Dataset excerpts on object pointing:
————

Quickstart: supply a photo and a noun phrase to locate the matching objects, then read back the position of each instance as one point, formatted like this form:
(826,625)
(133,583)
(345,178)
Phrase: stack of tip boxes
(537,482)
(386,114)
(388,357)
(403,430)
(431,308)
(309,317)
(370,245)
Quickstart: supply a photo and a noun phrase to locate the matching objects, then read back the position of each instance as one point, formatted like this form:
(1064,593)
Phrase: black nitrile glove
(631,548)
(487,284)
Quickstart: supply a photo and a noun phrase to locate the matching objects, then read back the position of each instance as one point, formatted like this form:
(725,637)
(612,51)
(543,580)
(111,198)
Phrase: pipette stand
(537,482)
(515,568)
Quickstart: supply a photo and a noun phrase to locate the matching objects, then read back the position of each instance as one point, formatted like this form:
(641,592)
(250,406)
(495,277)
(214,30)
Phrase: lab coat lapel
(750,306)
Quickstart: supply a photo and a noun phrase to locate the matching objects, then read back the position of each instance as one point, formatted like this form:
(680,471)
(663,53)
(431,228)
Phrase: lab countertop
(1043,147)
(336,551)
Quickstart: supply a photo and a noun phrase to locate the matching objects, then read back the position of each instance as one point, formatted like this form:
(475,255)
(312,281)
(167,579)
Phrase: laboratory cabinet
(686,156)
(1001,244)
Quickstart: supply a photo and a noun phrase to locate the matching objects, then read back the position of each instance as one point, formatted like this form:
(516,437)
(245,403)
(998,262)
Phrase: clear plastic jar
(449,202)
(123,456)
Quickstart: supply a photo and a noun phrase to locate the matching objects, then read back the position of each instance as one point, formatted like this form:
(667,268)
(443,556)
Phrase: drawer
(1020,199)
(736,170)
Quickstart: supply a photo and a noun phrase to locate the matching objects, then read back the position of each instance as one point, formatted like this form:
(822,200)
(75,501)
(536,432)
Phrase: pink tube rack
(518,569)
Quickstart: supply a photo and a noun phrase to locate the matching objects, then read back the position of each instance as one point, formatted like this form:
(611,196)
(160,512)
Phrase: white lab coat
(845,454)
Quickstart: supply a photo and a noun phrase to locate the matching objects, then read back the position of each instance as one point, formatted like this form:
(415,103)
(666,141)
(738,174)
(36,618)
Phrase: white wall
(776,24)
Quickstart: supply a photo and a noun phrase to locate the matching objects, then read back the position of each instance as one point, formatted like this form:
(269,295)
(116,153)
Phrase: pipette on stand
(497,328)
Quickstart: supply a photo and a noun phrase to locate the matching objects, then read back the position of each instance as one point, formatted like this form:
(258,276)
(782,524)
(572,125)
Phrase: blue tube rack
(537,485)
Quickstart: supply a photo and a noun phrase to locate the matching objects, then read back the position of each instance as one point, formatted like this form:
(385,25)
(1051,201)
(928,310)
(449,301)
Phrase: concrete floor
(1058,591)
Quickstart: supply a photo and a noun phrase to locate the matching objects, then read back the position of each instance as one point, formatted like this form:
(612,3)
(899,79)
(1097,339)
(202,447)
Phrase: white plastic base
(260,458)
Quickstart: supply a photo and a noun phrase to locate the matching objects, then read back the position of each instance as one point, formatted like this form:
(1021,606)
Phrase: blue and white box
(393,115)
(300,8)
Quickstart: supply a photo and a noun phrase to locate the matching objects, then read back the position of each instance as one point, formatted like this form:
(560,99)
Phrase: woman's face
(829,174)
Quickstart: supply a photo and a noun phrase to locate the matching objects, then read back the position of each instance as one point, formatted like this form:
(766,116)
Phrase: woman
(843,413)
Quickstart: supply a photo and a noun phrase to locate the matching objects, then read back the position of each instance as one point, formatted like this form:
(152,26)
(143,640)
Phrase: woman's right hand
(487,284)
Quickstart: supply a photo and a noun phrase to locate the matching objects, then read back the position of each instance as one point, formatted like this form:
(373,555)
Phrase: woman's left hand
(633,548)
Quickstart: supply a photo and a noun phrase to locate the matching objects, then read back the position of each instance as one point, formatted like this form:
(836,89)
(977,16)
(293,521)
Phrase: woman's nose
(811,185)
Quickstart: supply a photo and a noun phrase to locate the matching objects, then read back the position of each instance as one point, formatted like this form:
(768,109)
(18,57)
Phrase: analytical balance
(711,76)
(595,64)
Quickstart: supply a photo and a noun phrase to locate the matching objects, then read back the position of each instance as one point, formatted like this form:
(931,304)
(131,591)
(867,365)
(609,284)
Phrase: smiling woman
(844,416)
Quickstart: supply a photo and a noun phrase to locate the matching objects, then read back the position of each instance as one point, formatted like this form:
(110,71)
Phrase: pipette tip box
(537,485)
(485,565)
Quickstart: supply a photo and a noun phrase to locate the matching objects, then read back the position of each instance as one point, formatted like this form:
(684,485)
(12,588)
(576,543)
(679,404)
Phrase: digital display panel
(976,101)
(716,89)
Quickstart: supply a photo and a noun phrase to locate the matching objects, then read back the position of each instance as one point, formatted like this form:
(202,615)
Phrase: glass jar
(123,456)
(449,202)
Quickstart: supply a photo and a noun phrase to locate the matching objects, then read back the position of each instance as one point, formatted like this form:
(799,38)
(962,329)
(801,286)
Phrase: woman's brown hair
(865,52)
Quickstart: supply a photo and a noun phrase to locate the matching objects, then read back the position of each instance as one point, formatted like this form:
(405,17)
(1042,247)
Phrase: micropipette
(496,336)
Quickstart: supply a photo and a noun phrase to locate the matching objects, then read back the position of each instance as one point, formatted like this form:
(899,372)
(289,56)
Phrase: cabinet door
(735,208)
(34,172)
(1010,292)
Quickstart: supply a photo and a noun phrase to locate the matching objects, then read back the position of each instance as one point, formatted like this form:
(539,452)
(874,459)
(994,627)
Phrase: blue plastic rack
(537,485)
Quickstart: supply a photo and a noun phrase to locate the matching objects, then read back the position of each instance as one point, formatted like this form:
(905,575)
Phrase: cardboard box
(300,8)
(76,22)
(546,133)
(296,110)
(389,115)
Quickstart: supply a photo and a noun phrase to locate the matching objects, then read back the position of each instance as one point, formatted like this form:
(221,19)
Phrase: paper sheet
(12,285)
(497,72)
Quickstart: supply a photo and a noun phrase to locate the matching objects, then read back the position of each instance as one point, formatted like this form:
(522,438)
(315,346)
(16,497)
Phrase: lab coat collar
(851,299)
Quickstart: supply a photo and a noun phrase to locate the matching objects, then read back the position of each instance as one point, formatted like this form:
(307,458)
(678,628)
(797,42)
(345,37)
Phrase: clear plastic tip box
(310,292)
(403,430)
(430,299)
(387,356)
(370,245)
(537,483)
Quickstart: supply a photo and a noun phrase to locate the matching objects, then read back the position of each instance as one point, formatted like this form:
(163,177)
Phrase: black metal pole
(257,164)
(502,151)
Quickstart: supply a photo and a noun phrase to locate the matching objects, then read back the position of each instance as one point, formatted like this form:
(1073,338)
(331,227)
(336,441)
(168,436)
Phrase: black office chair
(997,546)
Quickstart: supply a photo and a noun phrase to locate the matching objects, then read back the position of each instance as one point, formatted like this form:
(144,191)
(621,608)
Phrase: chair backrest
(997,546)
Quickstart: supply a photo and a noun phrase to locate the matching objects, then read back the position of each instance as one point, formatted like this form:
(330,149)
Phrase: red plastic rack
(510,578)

————

> [SET PROBLEM]
Exactly as shown above, return every record.

> [COMPLETED EXERCISE]
Quickstart: supply a photo and a noun phrase to locate the matching objects, then read back the position of each instance as one point, formatted like this form:
(826,625)
(133,583)
(345,178)
Phrase: stack of tip boxes
(537,482)
(386,114)
(388,357)
(403,430)
(431,308)
(309,317)
(370,245)
Quickstart: supply a photo and a noun phrase to locate the matching objects, then read back the position of each instance as one point, formatted like this form:
(1064,593)
Phrase: black nitrile glove
(631,548)
(487,284)
Quickstart: supply a photo and a noun phrase to locate the matching objects, then read back the position of each instance as one point, formatted like this form:
(725,637)
(612,51)
(543,580)
(111,198)
Phrase: pipette stand
(537,482)
(515,568)
Quickstart: supply a photo and a noun phrase to locate the matching objects, then read back the position of each instance as one point, formatted like this form:
(641,592)
(250,406)
(495,277)
(214,30)
Phrase: lab coat lapel
(750,306)
Quickstart: supply a photo and a noun phrase to locate the matching objects, then read back the position of each instance as one point, formatted like this form:
(680,471)
(663,53)
(431,228)
Phrase: lab countertop
(1043,147)
(336,551)
Quickstart: supply a photo and a noun phrase to locate the matching objects, then read back the position of each instance as one point, formatted like this form:
(475,255)
(312,281)
(167,579)
Phrase: laboratory cabinet
(686,156)
(1001,244)
Quickstart: supply a photo and a noun phrase to locate the matching objects, then read back the position of each instance as one point, formatted like this form:
(516,437)
(245,403)
(998,262)
Phrase: clear plastic jar
(449,202)
(123,456)
Quickstart: supply a photo and a noun phrase to locate the matching objects, then read back the position of each instance as one point, formatted like this form:
(667,268)
(443,556)
Phrase: drawer
(1020,199)
(736,170)
Quickstart: supply a photo and a noun phrase to locate the matching objects, then read back the position of each instance as one point, formatted like this form:
(822,200)
(75,501)
(536,432)
Phrase: pink tube rack
(518,569)
Quickstart: supply a photo and a noun phrase to locate the matching objects, then read back the position of each instance as one point, formatted like this form:
(611,196)
(160,512)
Phrase: white lab coat
(845,454)
Quickstart: supply a photo and a noun phrase to locate the matching objects, then read back the position of each instance as one point, formatted like this form:
(415,103)
(666,141)
(738,174)
(36,618)
Phrase: white wall
(776,24)
Quickstart: supply a photo and a noun phrase to locate the matching objects, then read back the position of each instance as one point, formatted like this form:
(269,295)
(116,153)
Phrase: pipette on stand
(497,328)
Quickstart: supply a photo and a noun phrase to locate the matching objects, then read back the position of each instance as one point, formatted like this form:
(258,276)
(782,524)
(572,125)
Phrase: blue tube rack
(537,485)
Quickstart: supply a photo and a noun phrase to locate the matching objects, then read back the position of each instance as one point, formatted like this form:
(385,25)
(1051,201)
(928,310)
(449,301)
Phrase: concrete floor
(1058,591)
Quickstart: supply a photo and a noun phrase to locate the matching objects, then read back the position of each instance as one point, formatted like this form:
(612,3)
(899,79)
(1097,339)
(202,447)
Phrase: white plastic base
(260,458)
Quickstart: supply a photo and a noun phrase to locate the matching objects, then read back the position of each instance as one point, formatted like this form:
(1021,606)
Phrase: blue and white box
(393,115)
(300,8)
Quickstart: supply a photo and a noun phrase to locate the matching objects, then read back the position of each instance as one point, formatted like this form:
(560,99)
Phrase: woman's face
(829,174)
Quickstart: supply a photo and a noun phrase to locate the matching objects, then read back the position of each instance as one point, formatted like this form:
(766,116)
Phrase: woman
(843,413)
Quickstart: supply a photo and a noun phrase to locate the matching objects, then read back the position of each instance as one point, formatted like this form:
(152,26)
(143,640)
Phrase: woman's right hand
(487,284)
Quickstart: supply a photo and a noun phrase to locate the matching objects, then read back the position of each instance as one point, formatted like this form:
(373,555)
Phrase: woman's left hand
(633,548)
Quickstart: supply a photo and a noun phrase to locate the matching objects, then read back the position of each instance as one point, formatted like this form:
(836,89)
(977,16)
(293,521)
Phrase: woman's nose
(811,185)
Quickstart: supply a photo and a noun phrase to locate the matching objects, then read back the position of each instance as one point, formatted like this form:
(768,109)
(18,57)
Phrase: analytical balance
(711,76)
(595,64)
Quickstart: supply a photo and a noun phrase to locate the matching objects, then read back the position of each instance as one point, formatted like this form:
(931,304)
(131,591)
(867,365)
(609,284)
Phrase: smiling woman
(844,416)
Quickstart: supply a photo and a noun phrase to locate the matching objects, then read back the position of each instance as one point, formatted like this form:
(110,71)
Phrase: pipette tip box
(537,485)
(485,565)
Quickstart: supply a photo and a noun phrase to locate the matching objects, then read back the position of each instance as one point, formatted like this form:
(684,485)
(12,588)
(576,543)
(679,404)
Phrase: digital display panel
(976,101)
(716,89)
Quickstart: supply a photo and a noun phrase to locate the matching objects, then read back the position of each instance as one point, formatted like this form:
(202,615)
Phrase: glass jar
(123,456)
(449,202)
Quickstart: supply a photo and a noun phrase to locate the matching objects, then read back the position of each instance as one point, formatted like this form:
(799,38)
(962,329)
(801,286)
Phrase: woman's brown hair
(865,52)
Quickstart: supply a photo and a noun phrase to locate the matching objects, then read back the position of each instance as one point, formatted like this form:
(405,17)
(1042,247)
Phrase: micropipette
(496,336)
Quickstart: supply a photo and a noun phrase to locate the matching objects, then read back the position of each instance as one point, formatted like this form:
(899,372)
(289,56)
Phrase: cabinet door
(735,208)
(34,172)
(1010,292)
Quickstart: supply a photo and a noun phrase to locate the matching objects, then read back the position of each instance as one point, formatted like this form:
(539,452)
(874,459)
(994,627)
Phrase: blue plastic rack
(537,485)
Quickstart: supply a photo and a noun phrase to locate the matching objects, then read back the position of each instance as one point, formatted like this form:
(905,575)
Phrase: cardboard box
(300,8)
(76,22)
(546,133)
(296,110)
(389,115)
Quickstart: supply a photo and a noun phrase to locate the matching objects, then read back the position of each instance as one point, formatted like this form:
(221,19)
Phrase: paper sheet
(12,285)
(497,72)
Quickstart: supply a photo and a noun phrase to locate the matching objects, then read back the position of each instance as one point, formatted like this form:
(522,438)
(315,346)
(16,497)
Phrase: lab coat collar
(851,299)
Quickstart: supply a photo and a noun phrase to locate the matching objects, then read back the position of each instance as one point, formatted like this form:
(307,458)
(678,628)
(797,42)
(345,37)
Phrase: clear plastic tip box
(310,292)
(403,430)
(430,299)
(387,356)
(370,245)
(537,483)
Quickstart: supply a photo and a noun phrase to locate the matching objects, then read back the position of each instance as one point, formatted like this form:
(163,177)
Phrase: black metal pole
(257,164)
(502,151)
Quickstart: supply a photo and a noun phrase to locate the matching objects, then read back the position of each instance as one point, formatted like this form:
(1073,338)
(331,227)
(336,441)
(168,436)
Phrase: black office chair
(997,546)
Quickstart: supply a photo and a noun phrase to locate the matching objects, then read back the position of each instance as one point, formatted like this form:
(144,191)
(621,608)
Phrase: chair backrest
(997,546)
Quickstart: supply a photo and a noun phrase to locate the matching objects, then read back the position of each instance as one point, formatted like this form:
(330,149)
Phrase: red plastic rack
(510,578)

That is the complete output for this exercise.